## What needs to be done
Could you reproduce all the entries below with every instance of "visible region" changed to "visible area" and everything else left unchanged?

((

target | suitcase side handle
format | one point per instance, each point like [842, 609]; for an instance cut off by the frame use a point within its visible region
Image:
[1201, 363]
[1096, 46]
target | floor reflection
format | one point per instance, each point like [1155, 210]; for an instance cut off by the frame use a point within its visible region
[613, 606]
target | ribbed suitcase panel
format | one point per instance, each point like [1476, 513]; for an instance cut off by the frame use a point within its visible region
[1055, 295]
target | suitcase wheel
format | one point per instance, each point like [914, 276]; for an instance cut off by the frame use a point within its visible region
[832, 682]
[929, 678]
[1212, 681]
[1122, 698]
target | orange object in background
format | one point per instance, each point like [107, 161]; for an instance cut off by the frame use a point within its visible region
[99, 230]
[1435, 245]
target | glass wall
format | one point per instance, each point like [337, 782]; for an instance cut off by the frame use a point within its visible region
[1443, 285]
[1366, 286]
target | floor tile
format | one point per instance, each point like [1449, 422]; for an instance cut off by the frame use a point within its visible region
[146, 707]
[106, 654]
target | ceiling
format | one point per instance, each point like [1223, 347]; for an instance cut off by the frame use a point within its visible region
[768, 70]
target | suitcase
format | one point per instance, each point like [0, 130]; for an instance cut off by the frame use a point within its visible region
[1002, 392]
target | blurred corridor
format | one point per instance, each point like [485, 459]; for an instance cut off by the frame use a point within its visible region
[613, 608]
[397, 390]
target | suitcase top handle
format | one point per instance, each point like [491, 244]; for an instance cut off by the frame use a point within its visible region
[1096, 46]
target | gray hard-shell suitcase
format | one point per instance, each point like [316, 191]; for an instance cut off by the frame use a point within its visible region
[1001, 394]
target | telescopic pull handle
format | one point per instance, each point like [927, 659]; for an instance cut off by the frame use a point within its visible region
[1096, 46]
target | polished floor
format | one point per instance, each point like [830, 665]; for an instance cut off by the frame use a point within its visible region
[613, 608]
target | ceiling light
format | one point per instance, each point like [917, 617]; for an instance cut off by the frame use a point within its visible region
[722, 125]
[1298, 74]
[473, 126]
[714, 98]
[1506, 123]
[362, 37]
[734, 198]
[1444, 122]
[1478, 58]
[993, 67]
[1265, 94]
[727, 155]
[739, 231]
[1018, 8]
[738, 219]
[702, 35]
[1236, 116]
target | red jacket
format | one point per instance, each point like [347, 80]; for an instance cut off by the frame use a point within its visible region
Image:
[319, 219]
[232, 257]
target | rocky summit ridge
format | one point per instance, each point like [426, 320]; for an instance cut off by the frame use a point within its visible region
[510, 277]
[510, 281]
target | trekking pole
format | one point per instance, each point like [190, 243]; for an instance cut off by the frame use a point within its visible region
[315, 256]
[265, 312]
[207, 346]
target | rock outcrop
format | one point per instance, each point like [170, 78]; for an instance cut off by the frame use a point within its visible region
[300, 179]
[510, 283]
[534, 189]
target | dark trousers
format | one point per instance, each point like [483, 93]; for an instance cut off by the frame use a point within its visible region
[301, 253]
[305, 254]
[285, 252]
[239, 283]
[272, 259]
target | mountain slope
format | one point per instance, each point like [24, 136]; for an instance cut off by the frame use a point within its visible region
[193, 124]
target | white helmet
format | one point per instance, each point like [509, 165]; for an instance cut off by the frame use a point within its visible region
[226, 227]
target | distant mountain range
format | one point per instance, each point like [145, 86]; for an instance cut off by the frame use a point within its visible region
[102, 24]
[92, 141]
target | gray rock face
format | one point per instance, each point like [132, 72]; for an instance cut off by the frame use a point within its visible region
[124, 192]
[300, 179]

))

## Reply
target | suitcase side handle
format | one point per instance, each point like [842, 609]; for an instance cut off by the frame use a point within its visible area
Image:
[1201, 363]
[1096, 46]
target | floor reflection
format | one point per instance, each point like [1155, 210]; for an instance cut off by the frame use a point within its visible area
[613, 606]
target | ribbed suitcase panel
format | one point per instance, each point like [1476, 513]; for an instance cut off by the frame use a point within its visible area
[1055, 295]
target | suitcase wheel
format | one point per instance, each point like [914, 276]; for an instance cut off by the frame use a point within its visible area
[832, 682]
[929, 678]
[1212, 681]
[1122, 698]
target | orange object in background
format | one point per instance, each point like [107, 161]; for an instance cut off by the frame use a point within its visible area
[99, 230]
[1435, 245]
target | glass wall
format | one point per instance, each point like [337, 782]; for an instance cut off by the frame use a point within its visible area
[1443, 285]
[1366, 286]
target | floor tile
format | one point per instance, each point like [1449, 422]; for an instance cut off by the frame use a point within its visible area
[146, 707]
[106, 654]
target | ceiling
format | one point per instance, each point like [1223, 347]; for an instance cut off by the frame use a point within its visible area
[768, 70]
target | suitcase
format | one point per instance, each point like [0, 130]; for an instance cut off by the frame use a point within its visible area
[1002, 392]
target | blurred corridor
format | one point per instance, each point like [485, 459]; for an instance cut off by the frame use a point within its visible area
[613, 608]
[397, 390]
target | suitcase top handle
format | one point per instance, each point like [491, 244]; for an instance cut off by the frame use a point within its visible area
[1096, 46]
target | gray hard-shell suitcase
format | one point per instance, each point like [316, 191]; for an instance cut off by the frame use a point within its visible area
[1001, 394]
target | telescopic pull handle
format | one point per instance, each point like [927, 659]; for an instance cut off by the frame use a point within its visible area
[1096, 46]
target | polished floor
format | one point per instance, each point like [830, 665]; for an instance cut off by the frame use a point within its visible area
[613, 608]
target | ceiling light
format | one point per instance, each point like [917, 617]; for an instance cut off by the frame use a point within its visible area
[722, 125]
[1298, 74]
[473, 126]
[714, 98]
[1506, 123]
[362, 37]
[734, 198]
[1444, 122]
[1478, 58]
[993, 67]
[1265, 94]
[727, 155]
[739, 231]
[1018, 8]
[738, 219]
[702, 35]
[1236, 116]
target | red jacket
format | one point per instance, each point like [347, 80]; for an instance cut off by the frame use a point within its visible area
Image:
[319, 219]
[232, 257]
target | rocky summit ridge
format | one point per instance, each point like [426, 320]; for an instance cut off by the frame use a point within its visible area
[510, 277]
[510, 281]
target | trekking pole
format | one point per instance, each point like [190, 243]; for an instance cut off by the frame use a point within its visible area
[315, 256]
[265, 312]
[207, 346]
target | rock outcrop
format | one point per instance, each point like [170, 78]; for an instance cut off by the frame use a point within its visible area
[300, 179]
[510, 283]
[534, 189]
target | dark trousers
format | one point per instance, each point like [483, 93]; for an instance cut off by the frame use a point within its visible area
[301, 253]
[305, 254]
[285, 252]
[239, 283]
[272, 259]
target | mountain slope
format | one point per instance, each point like [24, 136]; for an instance cut off by the frame use a point within its visible area
[193, 124]
target | white helmet
format | one point per instance, each point like [509, 165]; for an instance cut off by the frame use a point within its visible area
[226, 227]
target | distant mountain range
format | one point per instance, each point like [145, 86]; for an instance cut off by the frame use a point within its visible area
[102, 24]
[92, 141]
target | gray rock face
format | one point per instance, each point like [132, 72]; for an instance cut off by the frame use a point within its visible area
[124, 192]
[300, 179]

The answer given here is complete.